EXTRAIT:
+ + + + + + +

En 1962, lors de ses études de troisième cycle, Jacques de Champlain
participe à des travaux au laboratoire de recherches cliniques de l’Hôtel-Dieu
de Montréal. Les résultats obtenus le conduisent à la publication
de nouvelles méthodes pour mesurer les taux de rénine et d’angiotensine
dans le plasma humain, ce qui permet de saisir leur signification dans diverses
pathologies, particulièrement dans l’hypertension artérielle.
Jacques de Champlain ne peut espérer meilleure préparation pour
ses futurs travaux. Un stage préalable au Laboratoire de neurologie de
l’Université de Montréal le prédisposera sans doute à
considérer que le système nerveux peut avoir une influence sur
le fonctionnement du système cardiovasculaire. À partir de 1968,
au Centre de recherches en sciences neurologiques du Département de physiologie
de l’Université de Montréal, ainsi qu’au Centre de recherches
de l’Hôpital du Sacré-Cœur, Jacques de Champlain tente alors
de démontrer ce lien et de mettre en évidence les divers modes
d’interaction et leurs effets sur la régulation de la pression artérielle,
la fréquence cardiaque et les fonctions du cœur.
Jacques de Champlain reconnaît que ses travaux sont jalonnés de
succès mais aussi de revers. « J’ai souvent appris davantage d’hypothèses
que ne confirmaient pas les expériences de laboratoire », se plaît-il
à souligner. À l’exemple du docteur Axelrod, il puise une forme
de stimulation dans ses échecs. « Ils conduisent parfois à
d’éclatantes découvertes », précise-t-il. Des résultats
inattendus lui permettent, entre autres, de démontrer l’existence d’une
hyperactivité du système nerveux sympathique dans plusieurs modèles
d’hypertension artérielle, notamment chez 40 p.100 des patients souffrant
d’hypertension essentielle.
Cependant, Jacques de Champlain ne se contente pas d’accumuler des données
scientifiques et d’accroître le nombre de ses publications. Il réussit
à intégrer les résultats de ses travaux de laboratoire
à ceux qui sont tirés d’observations auprès de sujets hypertendus.
Cela l’amène alors à proposer des méthodes de traitement
et de prévention plus rationnelles de l’hypertension artérielle.
Par exemple, ses études permettent de démontrer l’effet bénéfique
de l’exercice physique chez les patients modérément hypertendus.
La création du Groupe de recherche
sur le système nerveux autonome
En 1987, Jacques de Champlain crée le Groupe de recherche sur le système
nerveux autonome (GRSNA). Celui-ci comprend 29 chercheurs répartis entre
l’Hôpital du Sacré-Cœur, l’Institut de cardiologie, le Centre
hospitalier de l’Université de Montréal (CHUM), divers départements
des facultés de médecine et de pharmacie ainsi que le Département
d’éducation physique de l’Université de Montréal. Il compte
également une dizaine de membres associés venant d’autres universités
canadiennes. L’appui financier annuel, de 6 millions de dollars, en fait l’un
des plus importants groupes de recherche de l’Université de Montréal.

+ + + + + + +

DONNÉES SOURCES:
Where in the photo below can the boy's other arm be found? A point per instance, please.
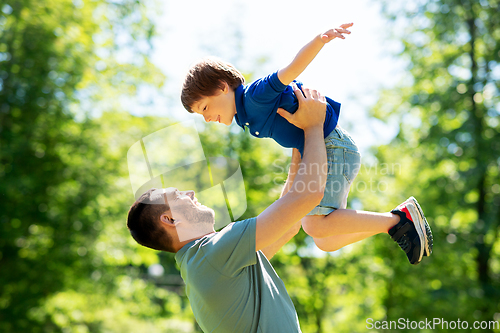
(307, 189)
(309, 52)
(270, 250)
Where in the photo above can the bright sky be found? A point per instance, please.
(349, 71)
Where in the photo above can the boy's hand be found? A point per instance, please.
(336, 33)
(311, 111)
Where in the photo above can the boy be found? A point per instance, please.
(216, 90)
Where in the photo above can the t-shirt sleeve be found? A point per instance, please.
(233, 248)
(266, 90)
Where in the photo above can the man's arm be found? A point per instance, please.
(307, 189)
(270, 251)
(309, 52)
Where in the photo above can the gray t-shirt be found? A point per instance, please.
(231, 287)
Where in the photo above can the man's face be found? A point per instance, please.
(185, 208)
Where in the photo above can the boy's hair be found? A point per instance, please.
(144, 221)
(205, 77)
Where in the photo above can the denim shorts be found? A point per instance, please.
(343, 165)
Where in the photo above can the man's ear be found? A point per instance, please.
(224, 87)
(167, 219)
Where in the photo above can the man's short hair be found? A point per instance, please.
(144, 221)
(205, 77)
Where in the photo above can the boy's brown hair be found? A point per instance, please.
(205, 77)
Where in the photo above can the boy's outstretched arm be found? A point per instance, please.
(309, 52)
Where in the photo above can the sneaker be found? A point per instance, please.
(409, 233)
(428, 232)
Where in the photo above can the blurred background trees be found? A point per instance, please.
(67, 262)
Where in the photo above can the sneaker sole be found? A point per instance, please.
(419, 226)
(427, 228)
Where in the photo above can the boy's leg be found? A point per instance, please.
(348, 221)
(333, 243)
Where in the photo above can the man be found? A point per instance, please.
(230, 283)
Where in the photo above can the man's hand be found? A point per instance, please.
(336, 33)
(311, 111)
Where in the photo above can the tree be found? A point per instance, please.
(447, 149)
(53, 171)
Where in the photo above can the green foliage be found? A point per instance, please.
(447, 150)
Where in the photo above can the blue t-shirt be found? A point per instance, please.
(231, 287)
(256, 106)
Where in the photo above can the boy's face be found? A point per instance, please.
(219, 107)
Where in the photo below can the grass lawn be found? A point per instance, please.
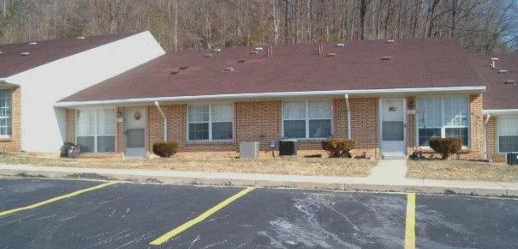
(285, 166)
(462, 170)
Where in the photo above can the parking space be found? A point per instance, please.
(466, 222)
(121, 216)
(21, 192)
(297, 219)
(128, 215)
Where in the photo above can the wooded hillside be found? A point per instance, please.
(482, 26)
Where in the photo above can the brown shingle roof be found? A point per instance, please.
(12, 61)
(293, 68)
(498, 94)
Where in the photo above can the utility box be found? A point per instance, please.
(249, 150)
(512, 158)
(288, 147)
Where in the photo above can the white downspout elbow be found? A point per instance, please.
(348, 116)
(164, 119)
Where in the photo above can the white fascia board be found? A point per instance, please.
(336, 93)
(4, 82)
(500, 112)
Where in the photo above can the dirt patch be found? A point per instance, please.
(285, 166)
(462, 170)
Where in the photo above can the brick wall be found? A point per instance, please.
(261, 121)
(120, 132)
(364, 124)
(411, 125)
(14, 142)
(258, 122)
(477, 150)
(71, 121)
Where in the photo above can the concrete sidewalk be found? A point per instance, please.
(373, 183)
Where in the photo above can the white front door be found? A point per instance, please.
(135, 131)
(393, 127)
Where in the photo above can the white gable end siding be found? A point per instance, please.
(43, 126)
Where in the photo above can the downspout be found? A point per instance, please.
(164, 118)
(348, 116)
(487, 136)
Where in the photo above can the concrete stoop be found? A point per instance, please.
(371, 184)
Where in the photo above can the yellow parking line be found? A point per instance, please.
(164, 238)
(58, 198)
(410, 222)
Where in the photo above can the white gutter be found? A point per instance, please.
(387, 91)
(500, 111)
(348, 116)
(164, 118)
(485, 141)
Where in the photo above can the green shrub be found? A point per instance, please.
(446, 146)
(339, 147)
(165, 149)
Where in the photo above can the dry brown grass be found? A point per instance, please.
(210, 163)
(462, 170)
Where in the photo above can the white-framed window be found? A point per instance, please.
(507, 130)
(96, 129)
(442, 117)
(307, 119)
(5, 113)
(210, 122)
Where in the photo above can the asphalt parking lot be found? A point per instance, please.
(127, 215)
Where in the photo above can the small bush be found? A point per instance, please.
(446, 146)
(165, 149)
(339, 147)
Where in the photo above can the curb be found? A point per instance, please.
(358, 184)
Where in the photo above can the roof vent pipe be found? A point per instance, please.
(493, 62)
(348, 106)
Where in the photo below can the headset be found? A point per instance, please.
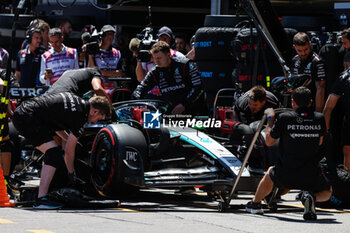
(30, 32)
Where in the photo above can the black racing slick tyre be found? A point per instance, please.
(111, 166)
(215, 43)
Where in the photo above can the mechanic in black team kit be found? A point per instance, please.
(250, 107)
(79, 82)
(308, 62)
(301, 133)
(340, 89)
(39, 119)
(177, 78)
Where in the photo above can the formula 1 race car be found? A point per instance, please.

+ + + + + + +

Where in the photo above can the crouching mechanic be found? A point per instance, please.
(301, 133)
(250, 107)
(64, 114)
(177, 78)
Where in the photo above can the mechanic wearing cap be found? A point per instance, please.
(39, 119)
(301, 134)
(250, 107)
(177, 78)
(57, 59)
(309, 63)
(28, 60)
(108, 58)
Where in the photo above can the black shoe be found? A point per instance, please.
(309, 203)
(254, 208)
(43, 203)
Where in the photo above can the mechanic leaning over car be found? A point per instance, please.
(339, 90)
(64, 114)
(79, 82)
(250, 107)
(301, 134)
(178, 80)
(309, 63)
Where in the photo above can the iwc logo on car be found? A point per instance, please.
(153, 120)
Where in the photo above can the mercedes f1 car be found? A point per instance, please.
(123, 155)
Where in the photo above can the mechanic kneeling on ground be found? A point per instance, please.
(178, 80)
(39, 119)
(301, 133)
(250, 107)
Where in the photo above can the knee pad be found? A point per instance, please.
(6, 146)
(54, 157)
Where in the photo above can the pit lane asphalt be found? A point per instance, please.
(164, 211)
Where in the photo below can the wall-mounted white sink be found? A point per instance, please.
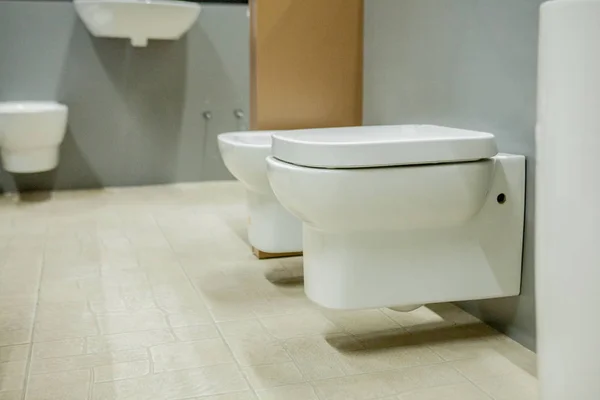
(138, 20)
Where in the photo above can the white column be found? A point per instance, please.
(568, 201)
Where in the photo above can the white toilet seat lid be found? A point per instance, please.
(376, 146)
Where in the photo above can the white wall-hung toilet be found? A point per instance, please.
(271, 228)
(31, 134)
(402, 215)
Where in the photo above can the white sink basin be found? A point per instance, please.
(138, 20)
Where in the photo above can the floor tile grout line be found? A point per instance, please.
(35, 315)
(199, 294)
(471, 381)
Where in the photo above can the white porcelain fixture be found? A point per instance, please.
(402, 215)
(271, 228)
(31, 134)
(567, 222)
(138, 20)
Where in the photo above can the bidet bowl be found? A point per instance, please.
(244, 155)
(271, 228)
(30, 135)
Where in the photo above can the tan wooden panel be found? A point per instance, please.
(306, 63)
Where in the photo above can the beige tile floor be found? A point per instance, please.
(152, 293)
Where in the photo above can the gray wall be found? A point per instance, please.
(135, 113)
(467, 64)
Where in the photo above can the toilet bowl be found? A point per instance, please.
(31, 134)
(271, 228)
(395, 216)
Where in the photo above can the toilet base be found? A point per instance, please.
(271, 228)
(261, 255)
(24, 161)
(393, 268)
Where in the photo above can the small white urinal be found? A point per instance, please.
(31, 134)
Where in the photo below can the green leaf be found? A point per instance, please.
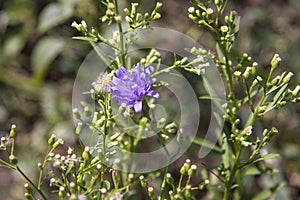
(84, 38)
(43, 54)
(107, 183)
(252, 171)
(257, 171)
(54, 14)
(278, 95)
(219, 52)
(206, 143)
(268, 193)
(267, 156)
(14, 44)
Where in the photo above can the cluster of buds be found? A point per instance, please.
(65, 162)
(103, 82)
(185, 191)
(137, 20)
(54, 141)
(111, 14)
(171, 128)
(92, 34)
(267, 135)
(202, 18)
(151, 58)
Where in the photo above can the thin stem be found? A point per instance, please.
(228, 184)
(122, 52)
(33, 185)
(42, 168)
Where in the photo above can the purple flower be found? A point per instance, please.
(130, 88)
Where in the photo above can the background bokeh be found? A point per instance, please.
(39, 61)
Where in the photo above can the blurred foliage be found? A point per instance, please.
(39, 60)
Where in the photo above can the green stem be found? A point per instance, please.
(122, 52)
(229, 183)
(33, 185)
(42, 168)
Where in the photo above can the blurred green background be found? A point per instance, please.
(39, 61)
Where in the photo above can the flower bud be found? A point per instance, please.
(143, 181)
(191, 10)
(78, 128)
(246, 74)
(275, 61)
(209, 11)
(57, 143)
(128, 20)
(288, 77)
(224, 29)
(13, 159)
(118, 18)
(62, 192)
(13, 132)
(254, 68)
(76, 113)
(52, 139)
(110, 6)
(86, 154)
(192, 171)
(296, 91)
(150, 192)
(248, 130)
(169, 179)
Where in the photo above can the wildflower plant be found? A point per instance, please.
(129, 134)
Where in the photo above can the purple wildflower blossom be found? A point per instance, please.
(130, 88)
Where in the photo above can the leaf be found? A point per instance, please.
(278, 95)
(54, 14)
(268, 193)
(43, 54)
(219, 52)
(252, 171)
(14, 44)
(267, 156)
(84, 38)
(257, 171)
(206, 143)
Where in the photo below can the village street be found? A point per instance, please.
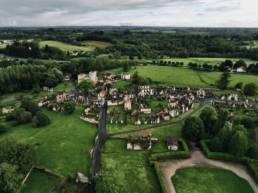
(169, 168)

+ + + + + + +

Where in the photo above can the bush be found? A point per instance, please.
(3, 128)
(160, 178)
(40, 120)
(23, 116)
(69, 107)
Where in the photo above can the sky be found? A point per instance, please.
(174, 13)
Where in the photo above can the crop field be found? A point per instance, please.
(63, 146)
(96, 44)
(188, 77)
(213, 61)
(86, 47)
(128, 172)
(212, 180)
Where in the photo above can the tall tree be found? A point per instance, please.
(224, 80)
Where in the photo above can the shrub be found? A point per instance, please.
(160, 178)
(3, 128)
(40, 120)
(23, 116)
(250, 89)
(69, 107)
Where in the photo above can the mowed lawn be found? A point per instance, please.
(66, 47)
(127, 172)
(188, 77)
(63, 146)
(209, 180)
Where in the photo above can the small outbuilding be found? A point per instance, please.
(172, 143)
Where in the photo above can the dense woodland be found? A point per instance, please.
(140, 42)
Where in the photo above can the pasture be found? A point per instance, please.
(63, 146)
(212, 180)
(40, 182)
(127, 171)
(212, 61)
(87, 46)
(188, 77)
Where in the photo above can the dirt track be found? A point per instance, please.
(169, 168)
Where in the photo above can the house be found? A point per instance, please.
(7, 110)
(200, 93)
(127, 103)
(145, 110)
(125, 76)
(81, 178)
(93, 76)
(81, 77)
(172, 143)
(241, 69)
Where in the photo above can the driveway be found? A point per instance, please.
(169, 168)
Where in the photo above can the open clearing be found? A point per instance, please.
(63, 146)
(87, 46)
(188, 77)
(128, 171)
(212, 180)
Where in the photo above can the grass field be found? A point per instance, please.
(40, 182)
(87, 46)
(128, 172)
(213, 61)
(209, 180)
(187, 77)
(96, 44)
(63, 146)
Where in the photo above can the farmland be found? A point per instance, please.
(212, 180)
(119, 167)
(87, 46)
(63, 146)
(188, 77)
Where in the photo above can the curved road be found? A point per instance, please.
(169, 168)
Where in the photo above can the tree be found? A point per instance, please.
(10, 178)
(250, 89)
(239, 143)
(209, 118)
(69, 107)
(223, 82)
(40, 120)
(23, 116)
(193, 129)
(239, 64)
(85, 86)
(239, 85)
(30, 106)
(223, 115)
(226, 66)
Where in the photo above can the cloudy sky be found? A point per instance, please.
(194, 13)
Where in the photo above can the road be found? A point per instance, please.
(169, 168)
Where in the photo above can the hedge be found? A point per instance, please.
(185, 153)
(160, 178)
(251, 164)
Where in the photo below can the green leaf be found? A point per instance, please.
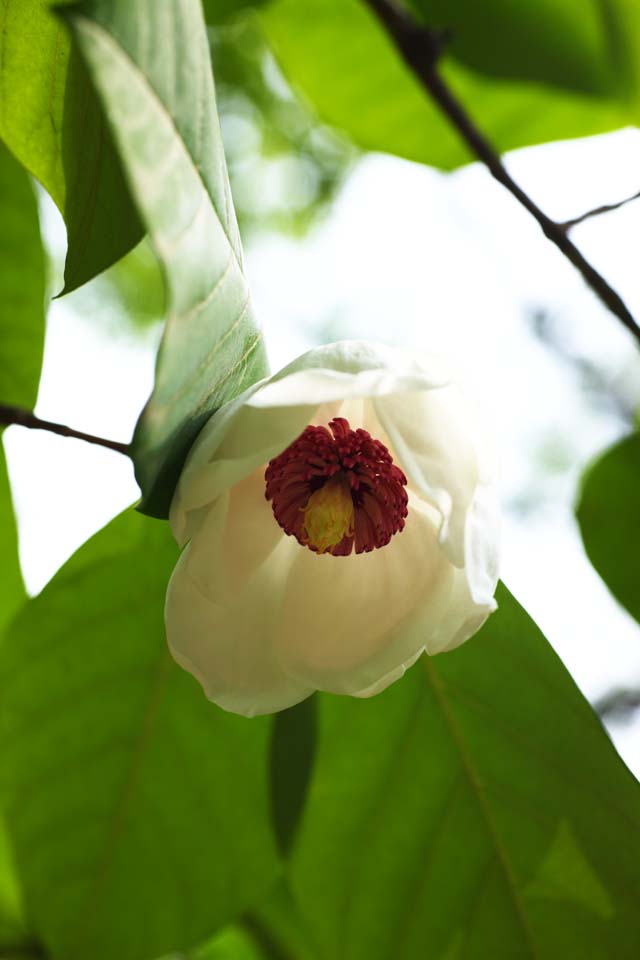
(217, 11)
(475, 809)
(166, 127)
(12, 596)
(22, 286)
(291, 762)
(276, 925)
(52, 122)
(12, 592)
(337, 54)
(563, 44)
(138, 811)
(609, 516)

+ + + + + + +

CONSIGNE: Recopiez sans la moindre modification le passage de l'extrait sur Jacques de Champlain qui s'ouvre sur les mots « Par exemple, ses » et se clôt sur « recherche de l’Université de Montréal. ».

CORRIGÉ:
Par exemple, ses études permettent de démontrer l’effet bénéfique
de l’exercice physique chez les patients modérément hypertendus.
La création du Groupe de recherche
sur le système nerveux autonome
En 1987, Jacques de Champlain crée le Groupe de recherche sur le système
nerveux autonome (GRSNA). Celui-ci comprend 29 chercheurs répartis entre
l’Hôpital du Sacré-Cœur, l’Institut de cardiologie, le Centre
hospitalier de l’Université de Montréal (CHUM), divers départements
des facultés de médecine et de pharmacie ainsi que le Département
d’éducation physique de l’Université de Montréal. Il compte
également une dizaine de membres associés venant d’autres universités
canadiennes. L’appui financier annuel, de 6 millions de dollars, en fait l’un
des plus importants groupes de recherche de l’Université de Montréal.